# BFP! Faint and early but deffo positive!



## Michy

Well I have had 3 :bfp:s today!!!!!!!!

I am only 9dpo and they have all been faint, but easily visible within seconds without squinting!

They were all done on internet cheapies tho!

Am going to wait another couple of days and then do a normal one, will post pics then!

Am being cautious as its so early.


----------



## Lu28

OMG congratulations!!! :happydance::happydance::happydance::happydance:

We want pictures though!


----------



## miel

ohhhhhhhhhhhhh mitchy you go girl!!!!!!!!!!!!!!!!!! wow you and Samo today!!!! i am sooooooooooo happy...
well deserve !!!!


----------



## miel

oh and any sympthoms ?


----------



## dizzynic

Congratulations x


----------



## Vickie

Congratulations!!


----------



## Aislinn's mom

congrats for youu


----------



## NeyNey

That's fantastic News darlin!!

:wohoo:


Congratulations!!!


----------



## avistar

OMG! that is so great!! congrats!


----------



## Carolina

thats brilliant congratulations!!


----------



## Michy

Thanks girls!

Um symptoms - not much really! Convinced AF was going to start today, I kept running to the bathroom every 10 mins expecting to see her in full flow (even tho not due till tues/wed) this was unusual for me as normally she just starts.

Have been having hot flushes for past couple of days.

Lots of twinges in womb -which made me think AF was deffo on way!

WORK TASK 1 =
Say whether each statement agrees with the forum thread, answering yes or no and quoting the deciding words: (a) Michy's positive tests were all done on internet cheapies. (b) Michy was 12 days past ovulation when she posted. (c) Michy has had hot flushes for the past couple of days.
WORK TASK 2 =
Rewrite the stretch of the forum thread from "Thanks girls!" through "deffo on way!", putting "cramps" in place of "twinges".
WORK TASK 3 =
In the forum thread, how many positive tests does Michy say she had on the day of her first post?
The material after this point comes from a separate source.

THE DATA =

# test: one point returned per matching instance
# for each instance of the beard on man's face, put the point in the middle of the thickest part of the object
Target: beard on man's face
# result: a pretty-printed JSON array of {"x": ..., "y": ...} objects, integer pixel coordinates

TASK SOLUTION 1 =
(a) Yes: "They were all done on internet cheapies tho!"
(b) No: "I am only 9dpo"
(c) Yes: "Have been having hot flushes for past couple of days."

TASK SOLUTION 2 =
Thanks girls!

Um symptoms - not much really! Convinced AF was going to start today, I kept running to the bathroom every 10 mins expecting to see her in full flow (even tho not due till tues/wed) this was unusual for me as normally she just starts.

Have been having hot flushes for past couple of days.

Lots of cramps in womb -which made me think AF was deffo on way!

TASK SOLUTION 3 =
Three.